:: What needs to be done ::
Give back only the lines in the records below from the one with "Target: cabinet drawer" to the one with "Target: doorway", both inclusive, word for word.

(Data items)
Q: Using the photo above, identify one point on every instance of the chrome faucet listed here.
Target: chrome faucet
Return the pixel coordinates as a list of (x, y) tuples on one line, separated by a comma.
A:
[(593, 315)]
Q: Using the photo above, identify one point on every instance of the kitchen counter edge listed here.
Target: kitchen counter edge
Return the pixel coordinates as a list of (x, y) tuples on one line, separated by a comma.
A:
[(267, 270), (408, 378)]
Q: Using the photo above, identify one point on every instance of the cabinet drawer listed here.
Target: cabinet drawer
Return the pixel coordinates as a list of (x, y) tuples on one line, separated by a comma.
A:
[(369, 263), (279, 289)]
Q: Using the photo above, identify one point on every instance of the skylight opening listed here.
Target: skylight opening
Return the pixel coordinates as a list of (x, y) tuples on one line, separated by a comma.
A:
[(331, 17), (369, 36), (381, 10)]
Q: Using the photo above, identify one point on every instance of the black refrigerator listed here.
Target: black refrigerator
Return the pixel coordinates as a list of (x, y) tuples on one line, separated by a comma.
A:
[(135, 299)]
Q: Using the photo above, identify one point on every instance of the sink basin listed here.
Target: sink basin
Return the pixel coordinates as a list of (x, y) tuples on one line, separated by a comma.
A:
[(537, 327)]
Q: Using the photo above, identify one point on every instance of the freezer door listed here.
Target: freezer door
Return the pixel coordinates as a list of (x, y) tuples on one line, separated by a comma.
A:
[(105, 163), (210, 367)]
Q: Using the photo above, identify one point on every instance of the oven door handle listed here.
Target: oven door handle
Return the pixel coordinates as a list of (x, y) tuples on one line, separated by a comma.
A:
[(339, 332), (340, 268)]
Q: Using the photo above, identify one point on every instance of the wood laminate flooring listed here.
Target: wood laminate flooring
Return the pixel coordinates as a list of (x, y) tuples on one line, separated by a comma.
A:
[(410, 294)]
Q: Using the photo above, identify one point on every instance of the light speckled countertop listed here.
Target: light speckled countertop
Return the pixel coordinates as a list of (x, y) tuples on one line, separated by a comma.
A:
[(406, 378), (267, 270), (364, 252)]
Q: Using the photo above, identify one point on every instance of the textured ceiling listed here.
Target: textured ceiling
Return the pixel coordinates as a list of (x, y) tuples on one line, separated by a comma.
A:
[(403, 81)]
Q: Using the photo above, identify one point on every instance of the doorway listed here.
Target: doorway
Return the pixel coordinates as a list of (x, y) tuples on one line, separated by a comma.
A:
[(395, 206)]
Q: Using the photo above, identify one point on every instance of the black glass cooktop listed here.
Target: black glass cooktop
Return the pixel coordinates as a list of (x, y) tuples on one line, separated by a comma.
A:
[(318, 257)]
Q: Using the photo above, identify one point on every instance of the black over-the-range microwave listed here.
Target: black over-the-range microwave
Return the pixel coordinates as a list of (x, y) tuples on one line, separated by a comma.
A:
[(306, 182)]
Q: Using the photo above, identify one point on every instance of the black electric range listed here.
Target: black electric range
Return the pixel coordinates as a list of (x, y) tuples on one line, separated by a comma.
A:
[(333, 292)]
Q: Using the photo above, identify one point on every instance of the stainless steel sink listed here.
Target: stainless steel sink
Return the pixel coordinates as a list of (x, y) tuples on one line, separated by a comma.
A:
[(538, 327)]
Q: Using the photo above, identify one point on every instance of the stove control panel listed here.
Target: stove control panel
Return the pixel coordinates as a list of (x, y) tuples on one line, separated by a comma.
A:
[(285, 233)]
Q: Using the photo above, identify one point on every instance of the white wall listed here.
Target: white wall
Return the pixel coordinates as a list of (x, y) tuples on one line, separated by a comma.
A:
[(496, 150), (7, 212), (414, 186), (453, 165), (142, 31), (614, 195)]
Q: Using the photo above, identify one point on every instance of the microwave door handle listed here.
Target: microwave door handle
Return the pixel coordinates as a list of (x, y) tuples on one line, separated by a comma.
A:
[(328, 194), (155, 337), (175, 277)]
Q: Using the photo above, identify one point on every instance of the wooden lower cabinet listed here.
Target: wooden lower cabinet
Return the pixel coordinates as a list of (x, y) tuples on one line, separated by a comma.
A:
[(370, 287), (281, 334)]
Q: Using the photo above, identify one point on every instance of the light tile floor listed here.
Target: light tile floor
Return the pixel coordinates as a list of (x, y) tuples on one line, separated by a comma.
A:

:: Exercise answer ::
Target: cabinet drawer
Return the pixel coordinates as a list of (x, y) tuples on one line, separated by a comma.
A:
[(369, 263), (279, 289)]
Q: Using the photo above, identify one point on every instance of the skylight opening listed here.
Target: skylight opening
Return the pixel coordinates as a list of (x, y) tuples on one line, separated by a comma.
A:
[(331, 17), (369, 36), (381, 10)]
Q: Using the photo above, identify one point on every instance of the black refrigerator listed here.
Target: black refrigerator
Return the pixel coordinates as a list of (x, y) tuples on one line, separated by a comma.
A:
[(135, 299)]
Q: Using the photo above, identify one point on every instance of the sink basin listed here.
Target: sink basin
Return the pixel coordinates as a list of (x, y) tuples on one line, separated by a comma.
A:
[(537, 327)]
Q: Using the photo above, identify one point on every instance of the freezer door listed here.
Target: freezer door
Return the pixel coordinates as a list of (x, y) tuples on one line, separated by a comma.
A:
[(105, 163), (210, 367)]
Q: Using the photo above, identify one point on every instance of the oven door handle listed here.
Target: oven door handle
Return the pixel coordinates as a list of (x, y) tuples on one line, separated by a comma.
A:
[(339, 332), (340, 268)]
Q: Using the photo above, identify one point on every instance of the wood laminate flooring listed here.
Target: wood laminate flooring
Return the pixel coordinates as a list of (x, y) tuples on one line, separated by a comma.
A:
[(410, 294)]
Q: Using the photo above, identify one point on every instance of the light speckled countertop listed here.
Target: light speckled countertop
Return the pixel coordinates as a list of (x, y) tuples on one line, separated by a comma.
A:
[(406, 378), (267, 270), (364, 252)]
Q: Using the photo above, identify one point on every instance of the textured ceiling listed here.
Target: textured ceiling
Return the pixel coordinates as a list of (x, y) tuples on one line, separated by a comma.
A:
[(403, 81)]
Q: Using the photo above, identify one point on every instance of the doorway listed here.
Target: doorway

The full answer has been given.